▶ [Aim]
Repeat the material exactly, leaving nothing out.

_ _ _ _ _

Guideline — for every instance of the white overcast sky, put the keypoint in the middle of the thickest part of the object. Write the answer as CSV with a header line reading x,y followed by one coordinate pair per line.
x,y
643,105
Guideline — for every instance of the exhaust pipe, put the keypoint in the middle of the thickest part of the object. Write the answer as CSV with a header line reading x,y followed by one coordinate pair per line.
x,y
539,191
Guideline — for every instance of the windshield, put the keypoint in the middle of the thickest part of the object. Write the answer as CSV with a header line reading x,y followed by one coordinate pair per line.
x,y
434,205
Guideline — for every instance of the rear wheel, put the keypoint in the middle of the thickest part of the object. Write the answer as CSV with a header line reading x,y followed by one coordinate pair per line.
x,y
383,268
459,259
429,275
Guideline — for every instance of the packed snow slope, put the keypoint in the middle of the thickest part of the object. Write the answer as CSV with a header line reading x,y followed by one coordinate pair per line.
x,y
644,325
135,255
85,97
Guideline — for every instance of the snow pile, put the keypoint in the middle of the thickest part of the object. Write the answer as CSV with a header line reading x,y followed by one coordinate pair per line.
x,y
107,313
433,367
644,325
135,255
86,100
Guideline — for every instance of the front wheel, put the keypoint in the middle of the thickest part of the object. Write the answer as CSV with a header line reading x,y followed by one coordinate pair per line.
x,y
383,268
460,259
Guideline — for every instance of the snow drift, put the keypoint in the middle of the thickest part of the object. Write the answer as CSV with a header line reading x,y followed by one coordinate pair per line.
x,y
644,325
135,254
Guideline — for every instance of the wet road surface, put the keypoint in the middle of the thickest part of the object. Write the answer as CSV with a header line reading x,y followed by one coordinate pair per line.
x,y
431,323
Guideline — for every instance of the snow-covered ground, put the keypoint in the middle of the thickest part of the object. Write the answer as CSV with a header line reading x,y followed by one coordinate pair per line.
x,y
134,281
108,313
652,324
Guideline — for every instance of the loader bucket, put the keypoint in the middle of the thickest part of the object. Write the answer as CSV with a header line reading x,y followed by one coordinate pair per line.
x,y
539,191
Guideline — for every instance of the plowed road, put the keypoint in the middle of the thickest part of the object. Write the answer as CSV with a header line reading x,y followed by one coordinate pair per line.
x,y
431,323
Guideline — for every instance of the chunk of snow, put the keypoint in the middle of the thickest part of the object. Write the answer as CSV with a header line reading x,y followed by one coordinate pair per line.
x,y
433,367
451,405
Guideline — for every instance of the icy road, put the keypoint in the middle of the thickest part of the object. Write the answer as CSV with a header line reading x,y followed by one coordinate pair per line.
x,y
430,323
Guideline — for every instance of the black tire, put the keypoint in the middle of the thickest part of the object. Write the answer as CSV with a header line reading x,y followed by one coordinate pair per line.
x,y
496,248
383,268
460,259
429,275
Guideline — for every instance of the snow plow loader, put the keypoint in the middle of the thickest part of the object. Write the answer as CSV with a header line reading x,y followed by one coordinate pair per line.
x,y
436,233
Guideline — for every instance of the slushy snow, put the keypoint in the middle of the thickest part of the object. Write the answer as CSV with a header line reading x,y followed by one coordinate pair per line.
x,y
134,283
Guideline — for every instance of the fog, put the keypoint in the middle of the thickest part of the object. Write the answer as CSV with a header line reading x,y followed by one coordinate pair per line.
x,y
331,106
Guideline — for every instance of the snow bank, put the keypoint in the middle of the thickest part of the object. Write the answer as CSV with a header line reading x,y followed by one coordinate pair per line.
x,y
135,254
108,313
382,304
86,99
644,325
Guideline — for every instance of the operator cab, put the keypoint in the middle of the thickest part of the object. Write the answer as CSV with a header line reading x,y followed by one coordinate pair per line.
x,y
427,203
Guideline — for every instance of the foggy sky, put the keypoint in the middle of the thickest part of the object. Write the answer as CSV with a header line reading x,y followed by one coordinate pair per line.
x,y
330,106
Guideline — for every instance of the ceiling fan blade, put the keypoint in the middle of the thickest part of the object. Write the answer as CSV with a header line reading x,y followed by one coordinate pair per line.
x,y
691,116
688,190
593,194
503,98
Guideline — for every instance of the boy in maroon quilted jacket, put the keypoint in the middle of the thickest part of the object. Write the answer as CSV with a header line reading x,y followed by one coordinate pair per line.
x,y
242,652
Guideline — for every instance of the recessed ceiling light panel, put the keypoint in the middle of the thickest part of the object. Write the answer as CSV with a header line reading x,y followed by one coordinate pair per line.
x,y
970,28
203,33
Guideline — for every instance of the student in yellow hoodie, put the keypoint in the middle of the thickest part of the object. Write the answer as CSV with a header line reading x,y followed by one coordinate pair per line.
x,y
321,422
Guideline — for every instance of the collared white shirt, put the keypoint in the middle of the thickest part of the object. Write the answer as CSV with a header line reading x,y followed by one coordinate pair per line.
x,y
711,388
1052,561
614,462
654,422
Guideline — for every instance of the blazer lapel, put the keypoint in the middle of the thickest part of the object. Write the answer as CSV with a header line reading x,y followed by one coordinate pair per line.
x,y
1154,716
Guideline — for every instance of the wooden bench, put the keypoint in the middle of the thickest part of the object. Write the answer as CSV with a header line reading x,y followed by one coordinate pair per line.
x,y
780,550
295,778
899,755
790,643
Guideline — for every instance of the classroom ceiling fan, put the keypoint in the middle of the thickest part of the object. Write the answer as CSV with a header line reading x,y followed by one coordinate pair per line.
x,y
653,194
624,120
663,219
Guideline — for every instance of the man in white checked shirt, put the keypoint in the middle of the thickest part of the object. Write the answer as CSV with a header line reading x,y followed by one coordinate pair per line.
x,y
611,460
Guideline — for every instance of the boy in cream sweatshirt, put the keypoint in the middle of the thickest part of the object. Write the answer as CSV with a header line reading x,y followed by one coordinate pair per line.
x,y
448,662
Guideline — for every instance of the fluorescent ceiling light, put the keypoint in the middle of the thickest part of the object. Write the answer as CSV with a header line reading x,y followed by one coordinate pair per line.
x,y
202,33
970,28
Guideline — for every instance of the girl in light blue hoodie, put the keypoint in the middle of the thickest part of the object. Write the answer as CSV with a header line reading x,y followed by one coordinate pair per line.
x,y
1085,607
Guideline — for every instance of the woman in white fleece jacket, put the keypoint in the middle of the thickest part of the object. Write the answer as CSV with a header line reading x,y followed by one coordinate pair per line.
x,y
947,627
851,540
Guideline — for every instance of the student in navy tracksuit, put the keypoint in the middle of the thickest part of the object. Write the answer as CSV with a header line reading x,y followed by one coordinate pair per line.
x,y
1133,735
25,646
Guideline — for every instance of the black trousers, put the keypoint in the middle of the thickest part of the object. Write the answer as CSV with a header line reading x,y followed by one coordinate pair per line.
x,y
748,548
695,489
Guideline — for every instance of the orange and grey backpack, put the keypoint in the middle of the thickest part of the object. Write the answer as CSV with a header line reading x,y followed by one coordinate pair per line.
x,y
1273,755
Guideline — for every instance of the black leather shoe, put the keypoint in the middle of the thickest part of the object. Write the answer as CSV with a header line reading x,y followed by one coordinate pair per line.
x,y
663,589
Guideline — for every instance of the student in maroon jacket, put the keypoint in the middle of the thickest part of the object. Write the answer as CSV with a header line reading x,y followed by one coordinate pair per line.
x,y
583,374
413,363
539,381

_ _ _ _ _

▶ [Finished task]
Guideline — for every instance of the white overcast sky, put the keypoint in the middle of the thickest part of the object. Write the answer as CSV with a header line reading x,y followed by one coordinate pair per line.
x,y
643,105
Guideline — for every instance of the exhaust pipe, put the keypoint in the middle of the thickest part of the object. Write the answer as CSV with a header line reading x,y followed by one coordinate pair per line.
x,y
539,191
Guideline — for every instance of the windshield, put the keypoint in the middle of the thickest part of the object. Write the answer as CSV with a header line reading x,y followed by one coordinate pair per line.
x,y
434,205
Guideline — for every instance of the rear wheel, put the keypoint in the middle of the thickest part of the object. Write the answer as CSV with a header line reading x,y followed by one coordinate pair per line.
x,y
383,268
459,259
429,275
Guideline — for every instance of the packed snow slope, put the keypoint in the middle of the thickest part of the object. Write the answer as CSV with a header line reading x,y followed by one coordinate pair per line.
x,y
644,325
135,255
85,97
Guideline — for every instance of the snow pile, put the keypoint in the middle of the thickest part of the object. Write the answer as CSV with a header line reading x,y followed by one coordinate pair per line.
x,y
107,313
433,367
644,325
135,255
86,100
Guideline — for every instance of the front wheel, put the keypoint in the middle of the thickest part of the object. Write the answer as CSV with a header line reading x,y followed by one coordinate pair per line.
x,y
383,268
460,259
Guideline — for every instance of the snow drift, put the keypoint in the middle of the thickest part of the object. Write the answer as CSV with a header line reading x,y followed by one coordinate pair per line.
x,y
644,325
135,254
Guideline — for every instance of the wet road surface, put the keypoint in the middle of the thickest part of the object. Write the answer as CSV with a header line reading x,y followed by one coordinate pair per line.
x,y
431,323
Guideline — for every instance of the snow-covered ground, put the keypoint in the middle of the thickest part of the object. Write the answer as CSV with a header line reading x,y followed by one coordinate pair per line.
x,y
134,281
108,313
652,324
Guideline — for every instance of the loader bucket, put the keypoint in the middle of the thickest part of the object. Write the answer as CSV with a header line reading x,y followed by one coordinate pair per line.
x,y
539,191
Guideline — for every instance of the plowed road, put the keypoint in the middle of the thickest part of the object. Write the answer as CSV with a header line reading x,y followed by one coordinate pair per line.
x,y
431,323
Guideline — for every instance of the chunk of snow, put the keypoint in the middle of the thickest part of the object. Write the answer as CSV with a header line reading x,y followed by one coordinate pair per line.
x,y
433,367
451,405
Guideline — for every instance of the icy road, put the keypoint in the middle of the thickest part of the object. Write the answer as CSV with a header line reading x,y followed by one coordinate pair per line.
x,y
430,323
Guideline — for every instance of the black tire, put the keypoint in the middle of the thickest part of the object. Write the answer as CSV with a header line reading x,y followed by one coordinate pair per line.
x,y
496,248
383,268
460,259
429,275
Guideline — for every instance of the snow plow loader, put the keypoint in the middle of the thickest part of the object. Write the answer as CSV with a header line reading x,y followed by one coordinate pair per line.
x,y
436,233
Guideline — for every instance of the slushy snow, put the keypoint in the middle of the thickest part of the object. Write the answer as CSV with a header line reading x,y followed by one coordinate pair per line.
x,y
134,283
Guideline — for every instance of the fog, put the keypoint in the middle of the thickest part of the object. Write the answer as CSV with a header line reading x,y followed by one coordinate pair per line.
x,y
331,106
Guideline — for every instance of the snow bank, put the keypoint in the middle of the thickest part of the object. Write the answer as CSV with a header line reading x,y followed by one coordinate pair per line.
x,y
135,254
108,313
382,304
86,99
644,325
Guideline — for every instance of the operator cab, put the keypoint in the middle of the thickest part of the object. Write the answer as CSV with a header line reading x,y followed by one coordinate pair per line.
x,y
427,203
Guideline — for every instance of the foggy sky, put the keypoint in the middle of the thickest part of the object. Write the answer as CSV with a header line reading x,y followed by one coordinate pair per line.
x,y
330,106
Guideline — for every instance of the ceiling fan blade, put the keypoint in the middle of the thickest part of the object. Write the answer as CSV with a header line reading x,y followed by one coordinate pair per line.
x,y
691,116
688,190
593,194
503,98
Guideline — for every instance of the boy in maroon quilted jacket, put the keypoint in the middle of the thickest part of the object. Write the answer as CSV with a header line reading x,y followed by one coordinate pair per line.
x,y
242,652
Guideline — for every instance of the recessed ceiling light panel, put the keypoint in the middle of the thickest part of the object. Write the answer as CSV with a header line reading x,y followed by one coordinate pair per line.
x,y
970,28
203,33
Guideline — for every instance of the student in yellow hoodie, put the keypoint in the middle of the thickest part of the object. Write the answer as CSV with a header line reading x,y followed by one coordinate pair per line.
x,y
321,422
Guideline — for every instance of the collared white shirt, put the keypoint in the middle of the thickest part of the object. Write the answer as CSV with a header line reading x,y followed by one coordinate pair per line.
x,y
711,388
1052,561
614,462
654,422
Guideline — for every instance of the blazer lapel, put the keypoint in the middle of the thickest part of the object. Write the answer as CSV with a header line reading x,y followed by one coordinate pair per line.
x,y
1154,716
Guideline — for every instance of the wooden bench, put the keypoint in the middle of the thickest part of the object. Write the answer as CSV with a header line reading x,y followed by one coordinate pair per line.
x,y
780,550
295,778
899,755
790,643
Guideline — for every instance of the classroom ceiling fan, put the keypoint in the middle of the thickest part of the object. Write the answer as CSV with a header line reading x,y followed by one coordinate pair per line.
x,y
653,194
624,120
663,219
Guideline — for every instance of the man in white checked shirt, put the keypoint in the middle of the thickest part of the object. Write the answer as CSV with a header line reading x,y followed by one coordinate pair per line.
x,y
611,460
Guideline — for every instance of the boy in cream sweatshirt, put the keypoint in the middle of the thickest part of the object. Write the answer as CSV with a header line reading x,y followed by one coordinate pair per line.
x,y
448,662
Guideline — for every instance of the fluorescent ceiling light, put the keypoint in the middle of the thickest part of the object. Write the answer as CSV with a header line reading x,y followed by one coordinate pair per line.
x,y
202,33
970,28
Guideline — for every instance of the girl in light blue hoodie, put the keypoint in the middle of the thickest part of the object. Write the answer as CSV with a header line reading x,y followed by one coordinate pair per line.
x,y
1085,607
Guideline — for every instance of the woman in white fleece jacket, put the keypoint in the middle of the thickest part of the object. Write the answer as CSV with a header line reading x,y followed by one coordinate pair per line.
x,y
947,627
851,540
Guideline — for every instance of the student in navy tracksuit, put the keypoint in the middle of the thickest part of the object. Write the answer as CSV with a header line reading x,y followed by one coordinate pair per line.
x,y
1133,735
25,646
Guideline — for every instance of the black trousers, put the keypoint in the middle of the thickest part of the object. Write the answer as CSV with a header line reading x,y followed by one coordinate pair per line.
x,y
748,548
695,489
Guideline — for every instance of the orange and grey backpack, put the keypoint in the middle of the thickest part of the object. Write the answer as CSV with a header line reading x,y followed by one coordinate pair per line.
x,y
1273,755
Guideline — for every instance of the black leather shoe, put the keypoint in the middle of the thickest part of the object. Write the answer as CSV with a header line reading x,y followed by one coordinate pair per line.
x,y
663,589
Guideline — for every instance of the student in maroon jacket, put the keypoint in the middle of the thickest part of the object. Write the answer as CSV with a header line reading x,y followed by one coordinate pair per line.
x,y
583,374
413,363
539,381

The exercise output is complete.